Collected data
● ● ● ● ●

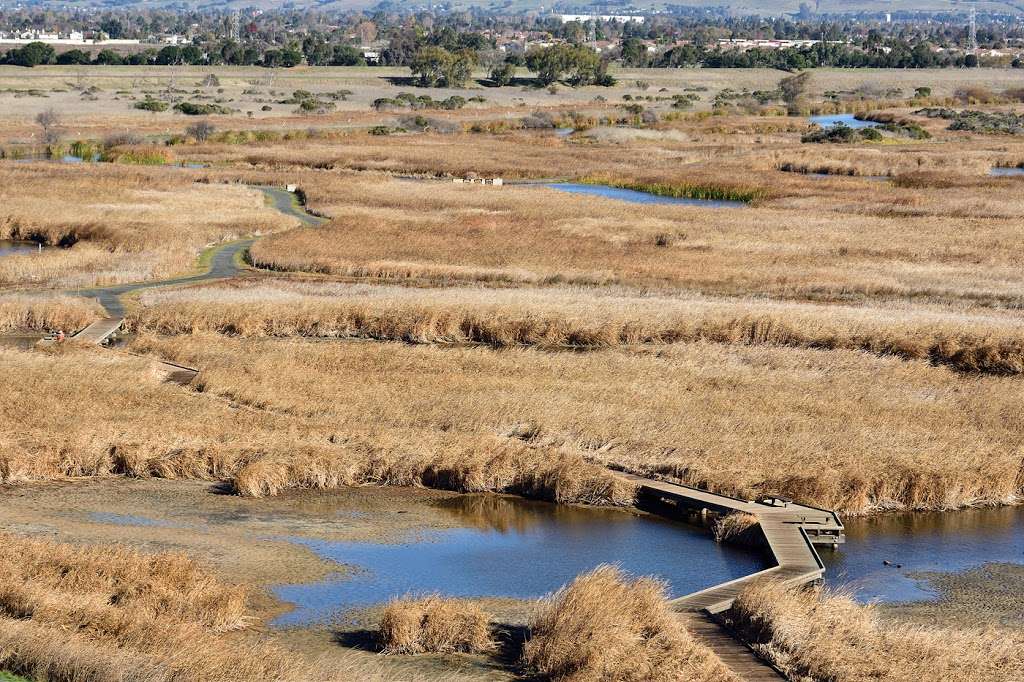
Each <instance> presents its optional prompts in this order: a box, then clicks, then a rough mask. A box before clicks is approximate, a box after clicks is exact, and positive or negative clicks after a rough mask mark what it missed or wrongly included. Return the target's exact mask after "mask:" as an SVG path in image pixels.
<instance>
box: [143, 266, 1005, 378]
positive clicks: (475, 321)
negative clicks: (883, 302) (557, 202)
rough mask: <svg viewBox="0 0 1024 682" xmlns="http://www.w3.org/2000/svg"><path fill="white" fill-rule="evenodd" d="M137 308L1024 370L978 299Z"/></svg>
mask: <svg viewBox="0 0 1024 682" xmlns="http://www.w3.org/2000/svg"><path fill="white" fill-rule="evenodd" d="M141 302H142V306H141V307H139V308H138V309H136V310H135V311H134V313H133V314H132V315H131V319H130V325H131V326H132V327H134V328H136V329H139V330H142V331H148V332H156V333H159V334H171V335H177V334H194V333H206V332H216V333H219V334H225V335H228V336H241V337H247V338H260V337H286V338H287V337H310V338H333V339H344V338H364V339H375V340H382V341H406V342H411V343H434V344H473V343H479V344H485V345H489V346H493V347H508V346H520V345H521V346H539V347H543V348H567V347H568V348H608V347H615V346H625V345H640V344H654V345H660V344H673V343H690V342H695V341H713V342H716V343H728V344H742V345H765V346H790V347H797V348H822V349H849V350H864V351H867V352H871V353H874V354H879V355H890V354H891V355H896V356H898V357H904V358H907V359H927V360H930V361H932V363H935V364H939V365H948V366H950V367H953V368H955V369H957V370H959V371H965V372H982V373H988V374H1019V373H1021V372H1024V341H1022V336H1024V322H1022V321H1021V318H1020V316H1019V315H1017V314H1016V313H1005V312H1000V311H997V310H986V309H979V308H970V307H968V308H952V309H950V308H941V307H935V306H911V305H906V304H889V305H874V306H867V305H865V306H828V305H823V304H815V303H790V302H772V301H765V300H759V299H722V298H708V297H700V296H694V295H689V296H687V295H683V296H657V295H648V296H640V295H637V294H636V293H635V292H631V291H629V290H615V289H614V288H611V289H608V290H597V289H591V288H545V289H534V288H521V289H497V290H496V289H483V288H474V287H459V288H447V289H418V288H403V287H394V286H369V285H347V284H311V283H287V282H284V283H283V282H278V283H252V282H247V283H240V284H236V285H230V284H228V285H217V286H212V287H203V288H193V289H184V290H174V291H167V292H151V293H146V294H144V295H143V296H142V297H141Z"/></svg>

● ● ● ● ●

__Exercise details__. Find each line in the data above with the word "instance", then copy it.

__Task result__.
Each <instance> presents its optional prompts in this order: a box, then clicks, then a rough mask. A box before clicks is approximate, a box after clicks is exact, and positive or negative clicks after a rough mask mark what it missed or wrongly included. Return the target's exact mask after "mask:" as an SVG path in image pixels.
<instance>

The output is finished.